» TEXT SEGMENT
— Begin —
In 1961, in the midst of these pleasant lucubrations appropriately marked  [—?—], came the knock on the door, a summons from Earnie’s grandmother Mary Francis Wright Earp, who at last at the age of ninety-nine in Stroud Oklahoma had the good fortune to die. When death knocked, she was gumming a fried frog-leg which she’s Hughey and I had told her was chicken and finding it good. She was laid beside her husband William the horse breeder who had preceded her in death by thirty-seven years, but not before in 1926 he had brought in a gusher on the homeplace which covered the farm with shining filthy black lucre. It provided each of his eleven kids $20,000 (enough to buy a farm,) and a new A-Model Ford, and left Mary Francis the where-withal to buy a house in town and build a church, still standing the last time I drove through Stroud.

The gusher comes in, the money goes out. Phrased in different words: Man proposes but God disposes. Which leads us by a pleasant vicus of recirculation to the death of Mary Francis her long suffering self and eventually the disposal of her worldly pelf, including a black, board-covered Bible of encyclopedic size, big as Webster’s Unabridged. It was thought by covetous children and their spouses to be a valuable antique but was nothing of the kind since Grandma had bought it after the oil money came. That didn’t stop the plotting and maneuvering This is only my idea, but I was an observant teen, and my dad, a man of well known honesty and good judgment, agreed with me. Indeed the idea starts with him.

My father had known the Hurst family of Wellston, which was a large one, since boyhood. According to him, they were all crazy. The actions of Christine do not belie his estimate. In the course of the Great Bible Bust-Up, she effectively imprisoned Ernie and refused to allow him out of the house or to talk by telephone with his siblings. In retrospect, I think her actions caused us all trauma, including my teenage self, for at this point I also lost contact with Ernie.

In my mother’s Tale That is Told: The Autobiography of Opal Earp Pounds, she gives the details, writing:


Being superintendent kept Ernie too busy, I suppose--and all that was before the scandal of the Big Bible Bust-Up tore into us like a hurricane, and Earnie’s wife put him in lockdown and wouldn’t let him talk to his own siblings. To me, that was the most shameful thing that ever happened to our family . . .

Ernie was the dreamer. He was always dreaming about exotic places and faraway lands that he was going to visit someday. He was always good natured and helpful. I can never remember quarreling or having a fight with Ernie, though he liked to hide around the corner of the barn and let you have a surprise corncob on your head, and he liked it even better if the corncob was wet. But it was always in fun. Ernie hated the farm so when he graduated from Agra High at eighteen, Dad decided to send him to Hills Business School. Of course, he had to get a job to help out. 

He got a job “busting suds”--washing dishes in a cafe. He wasn’t happy at that so he took a job as a traveling book salesman and headed toward California. He arrived broke and no job so he worked picking fruit and picking up almonds while pawning his clothes to live. He did that for a few months, and then one day we looked down the road and saw this dirty, ragged tramp-looking fellow with worn out shoes coming in at the gate. It was Ernie. Hungry and broke, but he had seen some of the world, even to getting himself locked in a freight train boxcar and stranded on a railroad spur. By good grace someone came along and heard him yelling and pounding inside the car and let him out. He had been asleep when he was stranded. After that he joined the Army.
— End —
» DATASET
— Begin —
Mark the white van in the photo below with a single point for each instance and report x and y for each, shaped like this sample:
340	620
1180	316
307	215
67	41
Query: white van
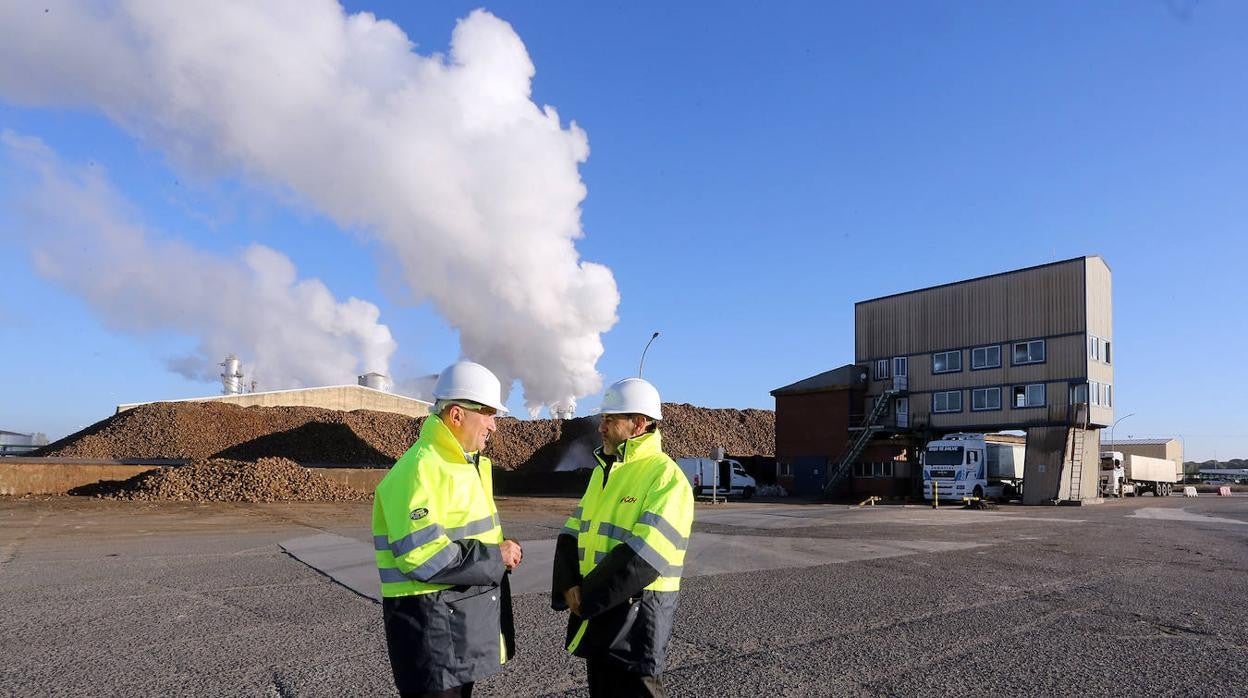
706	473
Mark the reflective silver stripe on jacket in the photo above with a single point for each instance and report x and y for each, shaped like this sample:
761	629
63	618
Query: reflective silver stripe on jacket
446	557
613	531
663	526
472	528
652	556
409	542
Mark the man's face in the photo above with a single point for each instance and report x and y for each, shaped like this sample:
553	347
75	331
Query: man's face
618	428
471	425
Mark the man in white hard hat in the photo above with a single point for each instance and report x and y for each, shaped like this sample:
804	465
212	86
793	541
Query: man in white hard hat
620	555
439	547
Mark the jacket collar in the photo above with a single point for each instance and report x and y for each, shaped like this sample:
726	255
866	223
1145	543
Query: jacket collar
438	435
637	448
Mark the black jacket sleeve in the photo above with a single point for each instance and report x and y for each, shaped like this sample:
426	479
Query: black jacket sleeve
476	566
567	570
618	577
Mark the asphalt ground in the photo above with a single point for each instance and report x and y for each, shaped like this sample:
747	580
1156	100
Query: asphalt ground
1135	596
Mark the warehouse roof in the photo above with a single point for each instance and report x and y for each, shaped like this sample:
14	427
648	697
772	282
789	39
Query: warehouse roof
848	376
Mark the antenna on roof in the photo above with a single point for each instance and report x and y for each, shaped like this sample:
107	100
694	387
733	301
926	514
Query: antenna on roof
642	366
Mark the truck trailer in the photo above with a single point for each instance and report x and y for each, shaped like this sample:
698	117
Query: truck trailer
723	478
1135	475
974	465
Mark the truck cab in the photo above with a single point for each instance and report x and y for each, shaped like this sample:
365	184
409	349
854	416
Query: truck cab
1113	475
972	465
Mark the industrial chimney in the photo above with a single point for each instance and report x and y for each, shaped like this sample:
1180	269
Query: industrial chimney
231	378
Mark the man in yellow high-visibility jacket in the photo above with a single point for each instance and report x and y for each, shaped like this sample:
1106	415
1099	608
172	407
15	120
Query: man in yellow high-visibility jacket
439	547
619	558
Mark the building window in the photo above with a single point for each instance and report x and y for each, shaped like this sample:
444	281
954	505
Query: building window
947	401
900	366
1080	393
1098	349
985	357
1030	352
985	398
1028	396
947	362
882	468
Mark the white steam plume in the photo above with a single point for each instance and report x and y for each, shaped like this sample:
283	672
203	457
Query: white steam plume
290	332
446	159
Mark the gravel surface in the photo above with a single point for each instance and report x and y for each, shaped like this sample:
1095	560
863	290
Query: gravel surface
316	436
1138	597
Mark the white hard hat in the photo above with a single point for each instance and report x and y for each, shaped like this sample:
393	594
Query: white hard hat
— End —
» SET PROBLEM A
Can you rewrite the memoir's paragraph beginning "My father had known the Hurst family" as a short bulleted list that keeps its main facts?
» SET PROBLEM B
According to the memoir, why was the huge family Bible not the valuable antique that the children and their spouses believed it to be?
» SET PROBLEM C
From the memoir, can you extract the part that opens with the words containing "My father had" and closes with "contact with Ernie."?
The records come from a separate source, not from the memoir.

» TASK OUTPUT A
- The narrator's father had known the large Hurst family of Wellston since boyhood and considered them all crazy.
- Christine's actions did not contradict his view.
- During the Great Bible Bust-Up, she effectively imprisoned Ernie, refusing to let him leave the house or talk by phone with his siblings.
- Looking back, the narrator believes this caused everyone trauma, the narrator included, who also lost contact with Ernie at that point.

» TASK OUTPUT B
Grandma had bought it only after the oil money came in.

» TASK OUTPUT C
My father had known the Hurst family of Wellston, which was a large one, since boyhood. According to him, they were all crazy. The actions of Christine do not belie his estimate. In the course of the Great Bible Bust-Up, she effectively imprisoned Ernie and refused to allow him out of the house or to talk by telephone with his siblings. In retrospect, I think her actions caused us all trauma, including my teenage self, for at this point I also lost contact with Ernie.